● **Page extract**:
--- START ---

NAS: For you know that even afterwards, when he desired to inherit the blessing, he was rejected, for he found no place for repentance, though he sought for it with tears.

KJV: For ye know how that afterward, when he would have inherited the blessing, he was rejected: for he found no place of repentance, though he sought it carefully with tears.

NKJ: For you know that afterward, when he wanted to inherit the blessing, he was rejected, for he found no place for repentance, though he sought it diligently with tears.

NLT: You know that afterward, when he wanted his father’s blessing, he was rejected. It was too late for repentance, even though he begged with bitter tears.

RSV: For you know that afterward, when he desired to inherit the blessing, he was rejected, for he found no chance to repent, though he sought it with tears.

Each of these translations gives the impression that Esau sought basic repentance. If so, this is cause for great concern, since it would teach that we may be able to turn to God with tears, truly seeking repentance, but be unable to find it. It would teach that there may be people who truly want to turn from their sin, but cannot find God’s mercy. It may teach that you could approach the throne of God requesting the gift of repentance and be turned down. It may teach there is a time in this life when it is just too late, no matter how much you desire to change. That is scary.

Seeking Repentance or Blessing?

However, there is another, and I believe, more faithful way to understand this passage. The pronoun “it” has not one but two possible antecedents. When structured like the translations I cited, the common way to read this in English is to look for the closest possibility as the referent to what Esau sought. And the closest referent to “it” is indeed “repentance.” However, the Greek language follows a different set of rules. Word order is secondary to inflection. The word “it” is a feminine pronoun, which means that the noun it modifies will be feminine too.

In this verse there are two feminine nouns: “repentance” and “blessing.” Therefore, there are two viable options here for what Esau sought with tears. It was either repentance or the blessing. Neither is necessarily preferred based on grammar and syntax, so we must look to the context of the story the author of Hebrews references. So let’s look at the story of Esau.

--- END ---

● **Records provided**:
--- START ---

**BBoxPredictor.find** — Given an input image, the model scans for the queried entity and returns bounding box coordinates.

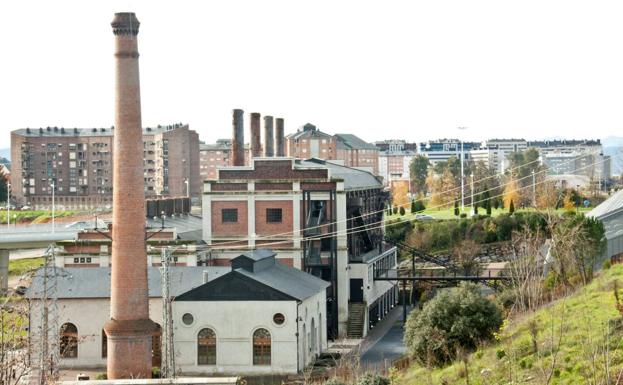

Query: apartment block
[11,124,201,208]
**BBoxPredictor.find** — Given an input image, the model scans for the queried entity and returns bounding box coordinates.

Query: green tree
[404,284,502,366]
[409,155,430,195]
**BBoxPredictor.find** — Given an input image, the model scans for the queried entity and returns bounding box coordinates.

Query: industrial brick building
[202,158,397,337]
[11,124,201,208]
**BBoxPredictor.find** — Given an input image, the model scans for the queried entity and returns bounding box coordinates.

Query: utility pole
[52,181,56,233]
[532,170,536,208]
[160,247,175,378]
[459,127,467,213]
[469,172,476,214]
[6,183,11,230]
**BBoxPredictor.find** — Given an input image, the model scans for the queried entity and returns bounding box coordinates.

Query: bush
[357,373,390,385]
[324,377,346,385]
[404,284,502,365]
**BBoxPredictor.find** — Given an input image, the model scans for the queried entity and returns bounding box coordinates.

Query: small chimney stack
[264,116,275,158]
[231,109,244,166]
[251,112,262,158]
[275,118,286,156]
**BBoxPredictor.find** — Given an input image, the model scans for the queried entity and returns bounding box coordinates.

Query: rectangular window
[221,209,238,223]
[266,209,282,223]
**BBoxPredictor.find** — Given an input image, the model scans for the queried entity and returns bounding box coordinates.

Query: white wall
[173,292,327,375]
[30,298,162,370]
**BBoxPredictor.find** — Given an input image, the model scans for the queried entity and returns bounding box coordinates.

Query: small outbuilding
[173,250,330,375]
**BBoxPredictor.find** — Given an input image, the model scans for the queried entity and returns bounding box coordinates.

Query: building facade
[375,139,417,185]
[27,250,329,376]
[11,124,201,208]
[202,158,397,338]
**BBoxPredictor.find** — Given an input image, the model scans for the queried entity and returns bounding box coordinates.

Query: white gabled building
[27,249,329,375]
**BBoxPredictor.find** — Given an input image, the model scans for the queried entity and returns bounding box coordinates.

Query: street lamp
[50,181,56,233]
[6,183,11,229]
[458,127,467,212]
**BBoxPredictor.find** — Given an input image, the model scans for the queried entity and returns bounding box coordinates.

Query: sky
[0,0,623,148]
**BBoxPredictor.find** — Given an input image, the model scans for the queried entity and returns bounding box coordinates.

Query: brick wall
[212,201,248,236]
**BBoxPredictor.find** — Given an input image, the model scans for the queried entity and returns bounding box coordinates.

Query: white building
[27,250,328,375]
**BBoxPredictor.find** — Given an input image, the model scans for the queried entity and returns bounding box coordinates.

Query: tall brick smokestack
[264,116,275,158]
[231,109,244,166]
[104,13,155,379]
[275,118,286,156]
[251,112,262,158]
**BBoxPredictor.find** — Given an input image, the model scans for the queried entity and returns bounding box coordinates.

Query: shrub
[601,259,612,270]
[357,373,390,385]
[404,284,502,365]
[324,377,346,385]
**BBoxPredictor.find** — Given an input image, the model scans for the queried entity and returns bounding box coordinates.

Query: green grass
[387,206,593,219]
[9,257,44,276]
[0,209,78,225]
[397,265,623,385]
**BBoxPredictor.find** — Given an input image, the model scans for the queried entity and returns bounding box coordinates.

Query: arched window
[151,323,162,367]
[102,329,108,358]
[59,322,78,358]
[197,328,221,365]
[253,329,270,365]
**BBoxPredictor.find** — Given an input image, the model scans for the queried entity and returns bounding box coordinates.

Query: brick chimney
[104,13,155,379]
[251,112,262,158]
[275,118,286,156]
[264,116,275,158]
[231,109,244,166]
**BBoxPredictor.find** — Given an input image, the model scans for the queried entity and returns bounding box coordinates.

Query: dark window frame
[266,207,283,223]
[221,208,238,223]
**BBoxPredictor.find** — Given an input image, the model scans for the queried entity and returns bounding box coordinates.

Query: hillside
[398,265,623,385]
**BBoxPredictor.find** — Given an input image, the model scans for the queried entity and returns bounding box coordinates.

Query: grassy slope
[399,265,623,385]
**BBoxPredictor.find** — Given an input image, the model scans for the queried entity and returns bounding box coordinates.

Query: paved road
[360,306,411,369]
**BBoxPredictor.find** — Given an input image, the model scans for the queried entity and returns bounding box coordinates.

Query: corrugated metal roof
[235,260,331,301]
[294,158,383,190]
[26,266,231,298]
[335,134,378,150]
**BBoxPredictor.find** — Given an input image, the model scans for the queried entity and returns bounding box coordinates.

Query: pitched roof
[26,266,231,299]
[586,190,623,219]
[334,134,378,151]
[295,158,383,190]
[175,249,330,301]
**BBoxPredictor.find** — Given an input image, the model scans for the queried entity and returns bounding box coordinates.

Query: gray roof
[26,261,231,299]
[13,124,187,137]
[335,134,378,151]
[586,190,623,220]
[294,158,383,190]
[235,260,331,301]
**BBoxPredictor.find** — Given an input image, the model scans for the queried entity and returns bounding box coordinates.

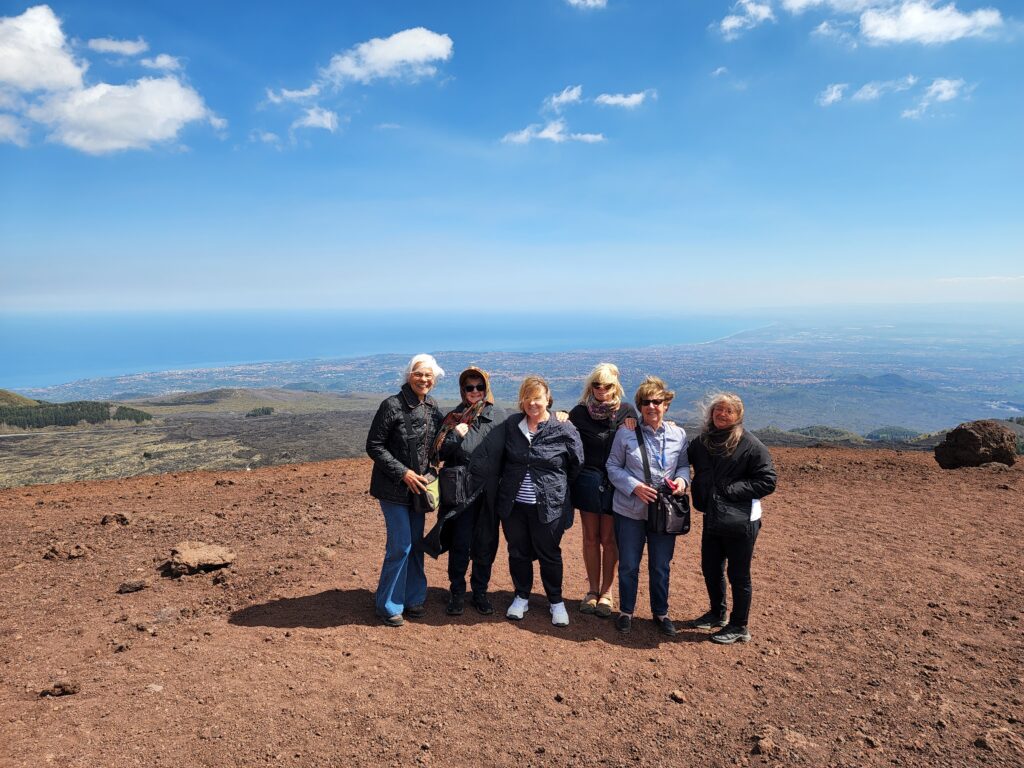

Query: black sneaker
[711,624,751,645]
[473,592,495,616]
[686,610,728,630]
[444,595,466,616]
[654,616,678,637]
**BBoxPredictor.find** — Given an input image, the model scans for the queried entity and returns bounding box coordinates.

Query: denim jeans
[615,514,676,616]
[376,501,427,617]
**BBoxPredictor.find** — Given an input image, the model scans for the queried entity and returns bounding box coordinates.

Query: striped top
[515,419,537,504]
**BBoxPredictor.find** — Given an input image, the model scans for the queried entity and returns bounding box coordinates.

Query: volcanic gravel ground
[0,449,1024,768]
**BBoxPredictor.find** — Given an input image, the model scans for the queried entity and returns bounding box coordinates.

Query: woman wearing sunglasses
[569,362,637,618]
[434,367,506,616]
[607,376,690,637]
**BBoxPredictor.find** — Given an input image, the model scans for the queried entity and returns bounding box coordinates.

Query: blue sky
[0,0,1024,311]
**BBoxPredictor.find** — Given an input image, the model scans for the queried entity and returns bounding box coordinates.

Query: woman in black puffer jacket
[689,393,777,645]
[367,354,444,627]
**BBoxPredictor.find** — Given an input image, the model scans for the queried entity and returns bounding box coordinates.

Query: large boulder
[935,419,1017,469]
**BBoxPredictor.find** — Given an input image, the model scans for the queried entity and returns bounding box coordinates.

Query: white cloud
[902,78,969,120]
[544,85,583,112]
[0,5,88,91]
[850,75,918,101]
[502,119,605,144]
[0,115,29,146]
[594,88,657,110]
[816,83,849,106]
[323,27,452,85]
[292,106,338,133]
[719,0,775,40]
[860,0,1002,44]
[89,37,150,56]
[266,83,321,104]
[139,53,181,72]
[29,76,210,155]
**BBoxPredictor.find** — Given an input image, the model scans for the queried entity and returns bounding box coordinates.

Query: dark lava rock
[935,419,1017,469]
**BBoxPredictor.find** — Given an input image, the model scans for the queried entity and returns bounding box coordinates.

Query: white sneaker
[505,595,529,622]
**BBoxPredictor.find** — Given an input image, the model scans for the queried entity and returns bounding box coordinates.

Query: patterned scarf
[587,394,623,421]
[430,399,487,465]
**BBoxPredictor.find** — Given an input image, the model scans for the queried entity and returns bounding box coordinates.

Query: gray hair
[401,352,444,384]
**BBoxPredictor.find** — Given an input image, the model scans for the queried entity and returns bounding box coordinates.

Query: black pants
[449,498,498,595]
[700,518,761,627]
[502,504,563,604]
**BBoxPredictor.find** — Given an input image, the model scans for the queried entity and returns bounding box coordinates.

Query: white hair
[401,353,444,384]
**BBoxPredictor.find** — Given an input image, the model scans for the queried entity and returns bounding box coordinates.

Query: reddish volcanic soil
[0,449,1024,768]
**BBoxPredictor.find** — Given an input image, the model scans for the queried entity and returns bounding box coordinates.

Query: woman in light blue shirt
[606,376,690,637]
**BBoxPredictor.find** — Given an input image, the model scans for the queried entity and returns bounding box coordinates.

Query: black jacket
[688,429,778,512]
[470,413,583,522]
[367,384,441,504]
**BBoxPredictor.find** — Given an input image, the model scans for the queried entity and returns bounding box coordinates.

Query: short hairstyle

--- END ---

● **Required actions**:
[1] From the excerpt on Esau's repentance, output the words starting at "KJV: For ye" and ending at "sought it with tears.".
[2] Answer these questions from the excerpt on Esau's repentance:
(a) Which translation says that Esau "begged with bitter tears"?
(b) What gender is the Greek pronoun "it" said to be?
(c) What are the two feminine nouns in the verse?
[3] List every translation abbreviation under which the excerpt on Esau's repentance quotes the verse.
The entries are not needed for any of this work.

● **Answer section**:
[1]
KJV: For ye know how that afterward, when he would have inherited the blessing, he was rejected: for he found no place of repentance, though he sought it carefully with tears.

NKJ: For you know that afterward, when he wanted to inherit the blessing, he was rejected, for he found no place for repentance, though he sought it diligently with tears.

NLT: You know that afterward, when he wanted his father’s blessing, he was rejected. It was too late for repentance, even though he begged with bitter tears.

RSV: For you know that afterward, when he desired to inherit the blessing, he was rejected, for he found no chance to repent, though he sought it with tears.

[2]
(a) NLT
(b) Feminine
(c) "Repentance" and "blessing"

[3] NAS, KJV, NKJ, NLT, RSV